◆ What to work on ◆
Return each line of the data below that contains the word "exactly".

(Excerpts of pointing data)

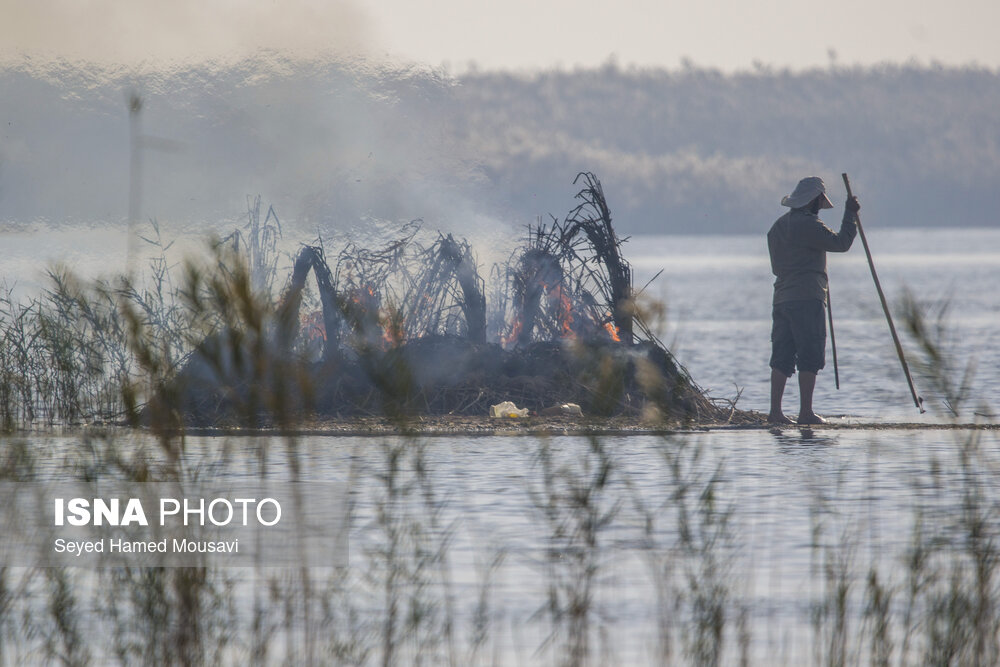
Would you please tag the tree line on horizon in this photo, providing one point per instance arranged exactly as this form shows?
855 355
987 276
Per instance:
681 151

==

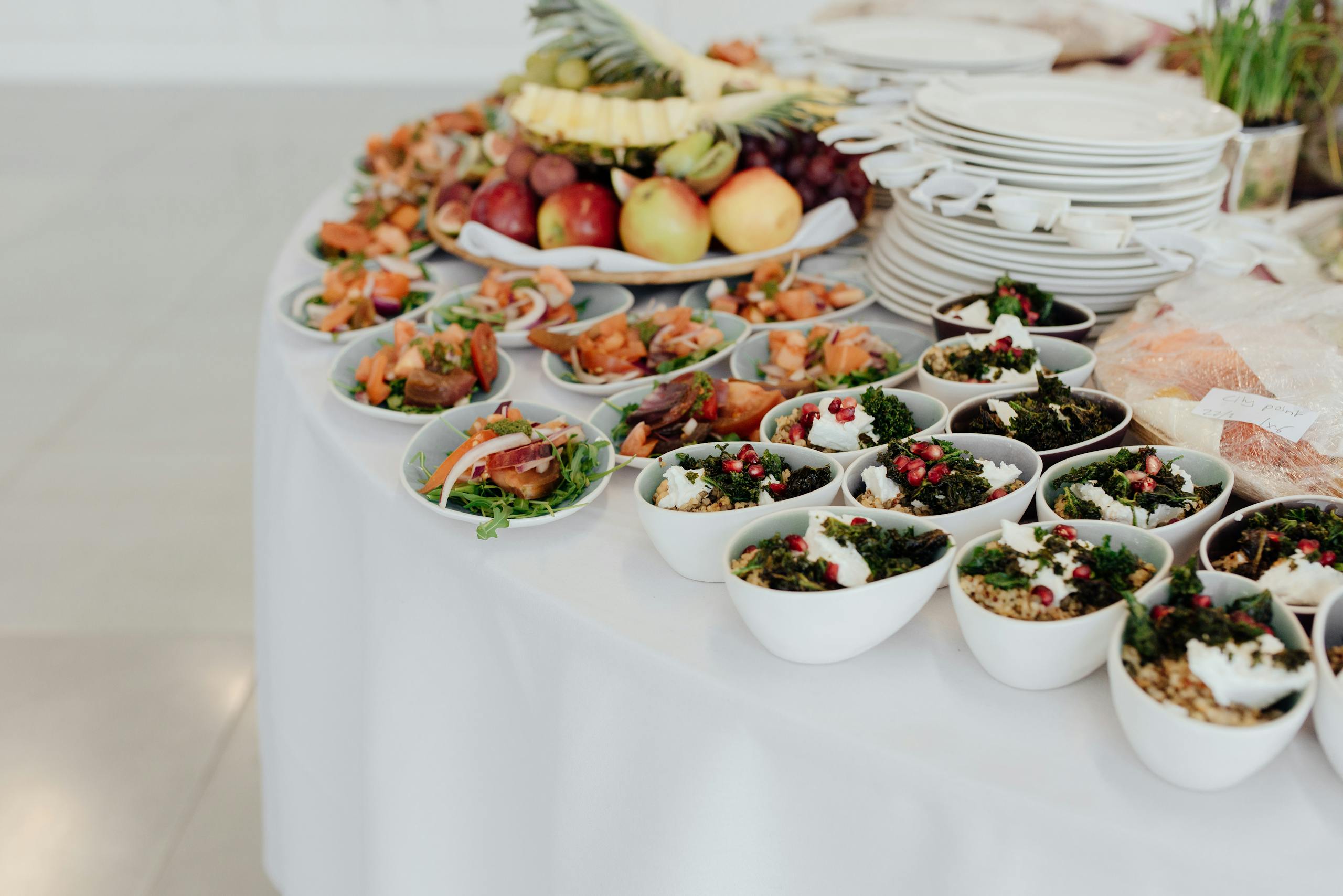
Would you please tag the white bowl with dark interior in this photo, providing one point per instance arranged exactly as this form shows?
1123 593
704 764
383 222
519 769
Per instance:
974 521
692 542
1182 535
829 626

==

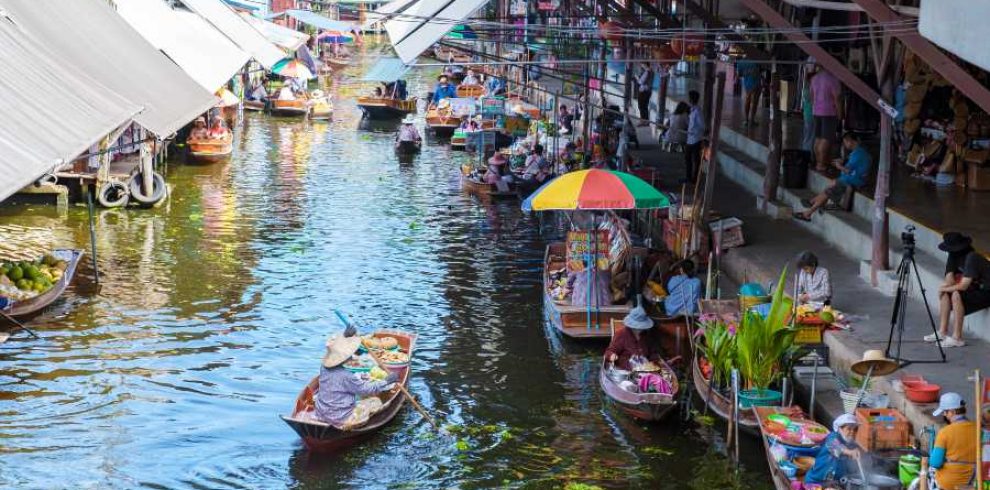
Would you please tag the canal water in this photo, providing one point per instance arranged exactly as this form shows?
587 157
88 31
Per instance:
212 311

◆ Task answer ◆
Would you please tag the tree line on horizon in this photo, providing one point per instance arranged exactly as this form shows?
Would you please tag the white bowl with dark interior in this photo, providing one point per instance arranged exactly as this form shows?
Would you please tag the canal water in this photo, providing one point per instance arranged exactly as this form shows?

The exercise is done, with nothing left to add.